In Renaissance Europe, life-casting was already widely used among 16th-century metalworkers, who were creating decorative objects in gold and bronze adorned with figurines of natural species—in line with the era’s enthusiasm for the natural world, and the rise of mannerism. Palissy adapted the technique to his purposes, creating plaster casts to be used with clay; he’s considered the first to use the technique for ceramics.

Using life-casting, Palissy created molds of small animals and plants which he would use to adorn his plates, basins, and ewers. “As the potter cast teeming pond scenes into clay, his procedure alluded to his conception of the earth’s own generation of mineral, vegetable, and animal objects,” writes Dr. Hanna Rose Shell in a 2004 article on the artist. “Meanwhile, his products existed as sculptural renditions of the natural world.”

Bernard Palissy, 1570-90. © Victoria and Albert Museum, London.

A choice basin in the permanent collection of the V&A, for example, features a squiggling snake at its center, encircled by slithering fish, a sprightly frog, and a dainty crayfish, all atop a cobalt blue watery base, and accented with ferns and other emerald-green vegetation. Like much of Palissy’s work, this dioramic vision of pond life is more a testament to nature than a utilitarian vessel meant to carry food.

To create his works, Shell explains, Palissy would begin by creating casts of rocks, which would serve as the foundations for the sculptural scenes. Then came the life-casting, “the goal of which was the artificial petrification of aquatic and amphibian creatures,” Shell writes, “that is, their literal transformation into stone.” This started by collecting real plant, animal, and mineral specimens, sourced from ponds, lakes, and caves. Already well-versed in the life sciences at this point in his life, Palissy furthered his understanding and theories of the natural world during this expeditions. His fascination with pond ecosystems is in keeping with a pronounced interest in these environments among Renaissance-era intellectuals.

Point placement records

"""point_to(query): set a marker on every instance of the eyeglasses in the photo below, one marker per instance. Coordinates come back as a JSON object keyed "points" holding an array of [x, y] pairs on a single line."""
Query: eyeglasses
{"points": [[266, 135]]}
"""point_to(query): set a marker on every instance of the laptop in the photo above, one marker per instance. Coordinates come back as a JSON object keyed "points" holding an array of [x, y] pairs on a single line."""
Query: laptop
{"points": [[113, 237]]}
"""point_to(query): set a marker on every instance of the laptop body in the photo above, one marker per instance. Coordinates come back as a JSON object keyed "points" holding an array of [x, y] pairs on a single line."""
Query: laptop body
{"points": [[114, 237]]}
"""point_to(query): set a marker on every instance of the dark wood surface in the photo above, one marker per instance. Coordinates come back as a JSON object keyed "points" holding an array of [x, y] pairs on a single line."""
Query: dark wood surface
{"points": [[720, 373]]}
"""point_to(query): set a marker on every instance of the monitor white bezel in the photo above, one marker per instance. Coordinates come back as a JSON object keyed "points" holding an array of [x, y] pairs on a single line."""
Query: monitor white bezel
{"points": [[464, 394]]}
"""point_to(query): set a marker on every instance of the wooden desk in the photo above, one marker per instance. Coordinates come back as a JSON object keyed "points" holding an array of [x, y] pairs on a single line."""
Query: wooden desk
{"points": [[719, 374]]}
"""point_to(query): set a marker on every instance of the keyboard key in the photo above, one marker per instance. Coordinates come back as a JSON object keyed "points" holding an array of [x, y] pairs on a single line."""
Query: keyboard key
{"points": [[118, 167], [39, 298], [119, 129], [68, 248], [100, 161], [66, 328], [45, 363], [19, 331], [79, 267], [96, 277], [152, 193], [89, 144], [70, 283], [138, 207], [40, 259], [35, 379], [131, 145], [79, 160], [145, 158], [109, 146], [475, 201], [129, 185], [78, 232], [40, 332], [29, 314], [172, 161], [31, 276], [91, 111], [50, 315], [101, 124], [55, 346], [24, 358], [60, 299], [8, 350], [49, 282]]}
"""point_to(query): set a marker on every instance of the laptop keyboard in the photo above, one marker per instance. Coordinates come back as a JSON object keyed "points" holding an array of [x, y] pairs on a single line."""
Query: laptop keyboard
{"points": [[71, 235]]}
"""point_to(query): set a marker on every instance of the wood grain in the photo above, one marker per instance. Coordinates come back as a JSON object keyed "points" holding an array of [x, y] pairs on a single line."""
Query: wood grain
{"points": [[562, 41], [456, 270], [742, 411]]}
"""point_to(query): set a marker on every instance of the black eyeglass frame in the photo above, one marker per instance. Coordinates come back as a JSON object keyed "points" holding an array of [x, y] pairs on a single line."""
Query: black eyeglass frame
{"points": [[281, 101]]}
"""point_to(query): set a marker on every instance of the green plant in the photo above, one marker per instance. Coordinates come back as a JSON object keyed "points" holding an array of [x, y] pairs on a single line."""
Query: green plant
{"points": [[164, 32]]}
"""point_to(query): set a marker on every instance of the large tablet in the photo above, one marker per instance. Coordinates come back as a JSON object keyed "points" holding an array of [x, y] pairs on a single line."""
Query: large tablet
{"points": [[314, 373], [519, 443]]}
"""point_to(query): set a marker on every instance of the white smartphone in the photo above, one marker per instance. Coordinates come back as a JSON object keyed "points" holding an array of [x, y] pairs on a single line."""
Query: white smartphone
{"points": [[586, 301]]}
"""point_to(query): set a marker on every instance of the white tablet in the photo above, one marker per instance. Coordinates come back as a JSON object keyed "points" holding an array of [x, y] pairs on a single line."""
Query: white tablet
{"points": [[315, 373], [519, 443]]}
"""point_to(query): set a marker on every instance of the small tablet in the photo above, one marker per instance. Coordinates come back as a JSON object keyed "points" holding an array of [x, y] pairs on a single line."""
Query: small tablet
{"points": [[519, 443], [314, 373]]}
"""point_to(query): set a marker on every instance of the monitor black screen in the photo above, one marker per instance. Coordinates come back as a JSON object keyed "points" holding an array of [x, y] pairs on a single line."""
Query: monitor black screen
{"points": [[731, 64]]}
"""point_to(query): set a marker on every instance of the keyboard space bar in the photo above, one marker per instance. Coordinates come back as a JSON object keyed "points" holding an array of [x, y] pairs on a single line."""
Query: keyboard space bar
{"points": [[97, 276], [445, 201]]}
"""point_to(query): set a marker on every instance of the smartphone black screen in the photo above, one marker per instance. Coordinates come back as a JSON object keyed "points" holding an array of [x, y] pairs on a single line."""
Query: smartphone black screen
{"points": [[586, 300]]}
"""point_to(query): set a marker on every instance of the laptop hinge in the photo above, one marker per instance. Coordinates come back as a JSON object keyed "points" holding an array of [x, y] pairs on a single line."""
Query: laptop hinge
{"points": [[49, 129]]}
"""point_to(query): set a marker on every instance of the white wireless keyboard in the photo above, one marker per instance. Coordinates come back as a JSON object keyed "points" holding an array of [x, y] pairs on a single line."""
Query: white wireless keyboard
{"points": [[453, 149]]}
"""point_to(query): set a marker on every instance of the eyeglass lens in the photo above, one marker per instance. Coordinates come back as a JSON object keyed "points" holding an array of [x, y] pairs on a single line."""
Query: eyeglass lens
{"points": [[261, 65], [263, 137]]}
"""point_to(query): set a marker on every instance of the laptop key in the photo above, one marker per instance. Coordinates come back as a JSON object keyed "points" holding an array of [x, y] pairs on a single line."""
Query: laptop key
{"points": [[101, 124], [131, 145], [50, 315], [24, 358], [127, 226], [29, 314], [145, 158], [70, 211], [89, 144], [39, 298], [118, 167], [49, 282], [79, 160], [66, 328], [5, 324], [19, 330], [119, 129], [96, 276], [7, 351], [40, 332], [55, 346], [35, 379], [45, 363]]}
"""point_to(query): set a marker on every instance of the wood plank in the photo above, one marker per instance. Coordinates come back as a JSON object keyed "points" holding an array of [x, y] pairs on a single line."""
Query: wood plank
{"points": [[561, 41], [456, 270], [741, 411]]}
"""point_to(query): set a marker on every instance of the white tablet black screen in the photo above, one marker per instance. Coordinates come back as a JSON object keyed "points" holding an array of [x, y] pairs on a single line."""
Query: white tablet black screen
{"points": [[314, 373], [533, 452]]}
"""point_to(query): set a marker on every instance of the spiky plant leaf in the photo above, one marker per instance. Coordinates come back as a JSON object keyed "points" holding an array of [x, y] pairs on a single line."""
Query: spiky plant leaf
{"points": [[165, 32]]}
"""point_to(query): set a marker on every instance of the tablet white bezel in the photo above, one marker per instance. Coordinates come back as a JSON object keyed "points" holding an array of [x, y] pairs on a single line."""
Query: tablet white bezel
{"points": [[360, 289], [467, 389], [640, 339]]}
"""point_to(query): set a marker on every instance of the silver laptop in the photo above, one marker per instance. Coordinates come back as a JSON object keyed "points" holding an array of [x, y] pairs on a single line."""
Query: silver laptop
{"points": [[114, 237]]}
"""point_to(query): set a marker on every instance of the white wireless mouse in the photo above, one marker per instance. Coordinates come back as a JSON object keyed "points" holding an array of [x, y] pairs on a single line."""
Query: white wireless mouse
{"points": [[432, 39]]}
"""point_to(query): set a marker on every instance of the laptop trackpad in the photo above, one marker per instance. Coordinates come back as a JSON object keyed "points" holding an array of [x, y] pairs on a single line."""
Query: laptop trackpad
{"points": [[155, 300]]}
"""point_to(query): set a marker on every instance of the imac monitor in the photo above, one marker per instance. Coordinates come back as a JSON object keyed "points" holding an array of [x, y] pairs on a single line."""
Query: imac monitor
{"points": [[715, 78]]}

---

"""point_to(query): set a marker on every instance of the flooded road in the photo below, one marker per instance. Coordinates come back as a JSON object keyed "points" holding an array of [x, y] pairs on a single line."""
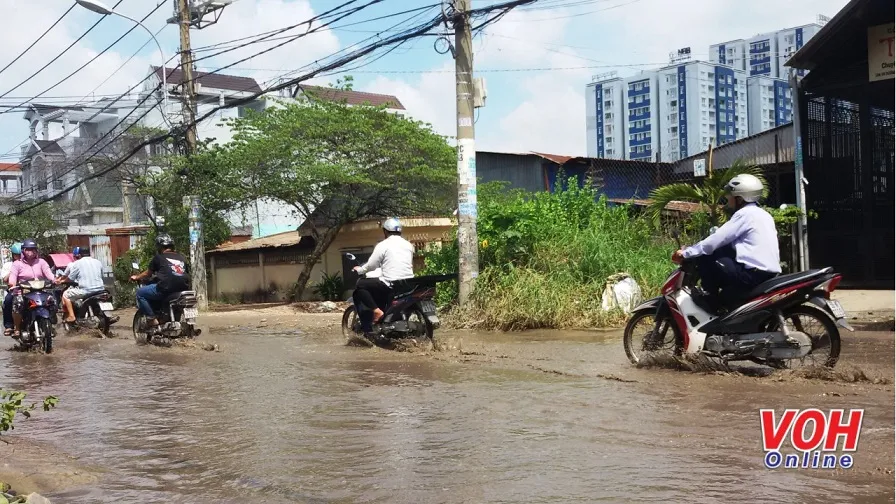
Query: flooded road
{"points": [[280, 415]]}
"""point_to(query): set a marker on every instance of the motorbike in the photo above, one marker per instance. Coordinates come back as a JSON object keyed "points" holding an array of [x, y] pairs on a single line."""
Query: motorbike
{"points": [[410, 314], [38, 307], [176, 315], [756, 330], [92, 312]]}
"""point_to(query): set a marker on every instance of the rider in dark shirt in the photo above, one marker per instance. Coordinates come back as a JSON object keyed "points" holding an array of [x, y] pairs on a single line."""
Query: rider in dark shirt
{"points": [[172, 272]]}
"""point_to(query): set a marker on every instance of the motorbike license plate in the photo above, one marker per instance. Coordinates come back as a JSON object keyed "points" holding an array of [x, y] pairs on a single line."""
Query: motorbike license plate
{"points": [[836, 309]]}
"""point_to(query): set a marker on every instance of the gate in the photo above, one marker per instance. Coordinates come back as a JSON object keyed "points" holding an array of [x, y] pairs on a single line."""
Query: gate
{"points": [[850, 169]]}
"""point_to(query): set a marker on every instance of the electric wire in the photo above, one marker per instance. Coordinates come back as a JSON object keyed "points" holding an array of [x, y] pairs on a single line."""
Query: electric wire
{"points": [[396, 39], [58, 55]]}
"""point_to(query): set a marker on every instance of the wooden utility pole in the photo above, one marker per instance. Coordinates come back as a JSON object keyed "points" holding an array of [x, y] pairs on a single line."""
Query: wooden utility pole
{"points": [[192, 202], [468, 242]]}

**Things to do**
1 > Duplicate the passage on Palissy's ceramics between "Bernard Palissy, 1570-90." and "to carry food.", inclusive.
2 > Show every line of the listing that contains the word "monitor".

**Final answers**
1 >
Bernard Palissy, 1570-90. © Victoria and Albert Museum, London.

A choice basin in the permanent collection of the V&A, for example, features a squiggling snake at its center, encircled by slithering fish, a sprightly frog, and a dainty crayfish, all atop a cobalt blue watery base, and accented with ferns and other emerald-green vegetation. Like much of Palissy’s work, this dioramic vision of pond life is more a testament to nature than a utilitarian vessel meant to carry food.

2 >
"""point_to(query): set a marker on every instance of the monitor white bezel in the photo above, one marker per instance. Coordinates come back as a JSON object keyed "points" holding an array of [x, y] pairs on a single line."""
Query: monitor white bezel
"""point_to(query): set a marker on every instance of the monitor black screen in the photo above, one marker per instance. Coordinates come back as a JSON object keyed "points" holding an array of [x, y] pairs on a single line."""
Query: monitor black screen
"""point_to(query): set a marker on every instance of the imac monitor in the photo above, one marker per instance. Coordinates come back as a JSON object keyed "points" holding an array of [x, y] pairs on a single line."""
Query: imac monitor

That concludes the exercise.